• _What is being asked_: Retype the whole listing verbatim and keep the pictures out of it.

• _Exercise input_:

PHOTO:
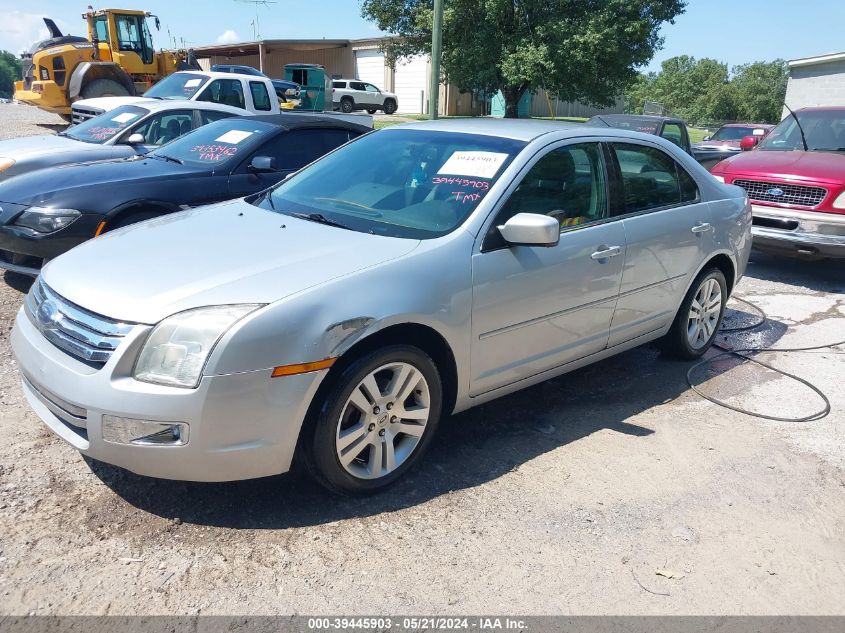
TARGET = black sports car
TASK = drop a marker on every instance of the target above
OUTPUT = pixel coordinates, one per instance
(49, 211)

• _Response to the exercise_:
PHOTO:
TARGET = black sports car
TASK = drop a marker on every instance of the target above
OUTPUT = pixel coordinates, one per instance
(49, 211)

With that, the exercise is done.